--- TEXTAUSZUG ---

Indigene in BrasilienLula-Regierung ermittelt wegen «Genozid» nach Tod von hundert Kindern
Klimawandel, Zerstörung und mordgierige Goldsucher: Das Volk der Yanomamis kämpft schon so ums Überleben. Nun soll dem Indianerstamm auch Nahrungs- und Sanitärhilfe verweigert worden sein.

Nach dem Tod von etwa hundert Kindern im Indigenen-Schutzgebiet der Yanomami sind in Brasilien Ermittlungen wegen «Genozid»-Verdachts eingeleitet worden. Dies gab Justizminister Flávio Dino am Dienstag bekannt. «Wir denken, dass es sehr klare Hinweise darauf gibt, dass dieser indigenen Bevölkerung Nahrungs- und Sanitärhilfe verweigert wurde.» Die Ermittlungen richteten sich unter anderem gegen für das Gebiet zuständige Beamte.
Zuvor hatte eine offizielle Untersuchung ergeben, dass in dem Indigenen-Schutzgebiet der Yanomami im vergangenen Jahr etwa hundert Kinder unter fünf Jahren an Unterernährung, Lungenentzündung, Malaria oder anderen Infektionskrankheiten gestorben sind. Nach Angaben des Gesundheitsministeriums waren darunter 67 Kinder unter einem Jahr.
Immer wieder sind die Yanomamis Gefahren ausgesetzt: So macht ihnen der Klimawandel und die Zerstörung des Amazonas-Regenwaldes – etwa durch das Strassenbauprojekt Transamazônica – schwer zu schaffen.

--- AUSGANGSMATERIAL ---

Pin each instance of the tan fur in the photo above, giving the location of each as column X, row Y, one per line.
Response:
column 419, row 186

---

> [AUFGABEN]
[a] Wie viele der verstorbenen Kinder waren laut dem Gesundheitsministerium im Text über die Yanomami jünger als ein Jahr?
[b] Schreibe den Text über die Yanomami im Anschluss an seinen letzten Satz weiter.

> [LÖSUNGEN]
[a] 67 Kinder waren jünger als ein Jahr.

[b]
Greenpeace klagte nach einem Flug über das Gebiet der Yanomami im Dezember über eine 120 Kilometer lange Strasse, die Goldgräber in den Regenwald geschlagen haben. Das Quecksilber nutzen die so genannten «garimpeiros», um Gold auszulösen. Sie verschmutzen dabei das Wasser, und Fische sterben.
Die Indigenen berichteten auch über tödliche Angriffe illegaler Goldgräber. Die Yanomamis bezichtigen sie zudem der sexuellen Übergriffe auf Frauen und Mädchen.
Mehr als 50 Beamte entlassen
Angesichts von Not und Elend hat Brasiliens Regierung 54 Beamte der zuständigen Behörde (Funai) und des Gesundheitsministeriums entlassen. Viele der Entlassenen waren Militärs, die in der Regierungszeit des abgewählten rechtsgerichteten Ex-Präsidenten Jair Bolsonaro ernannt worden waren. Dies ging am Dienstag aus einer Mitteilung des neu geschaffenen Ministeriums für indigene Angelegenheiten hervor, wie die Nachrichtenagentur Keystone-SDA schreibt.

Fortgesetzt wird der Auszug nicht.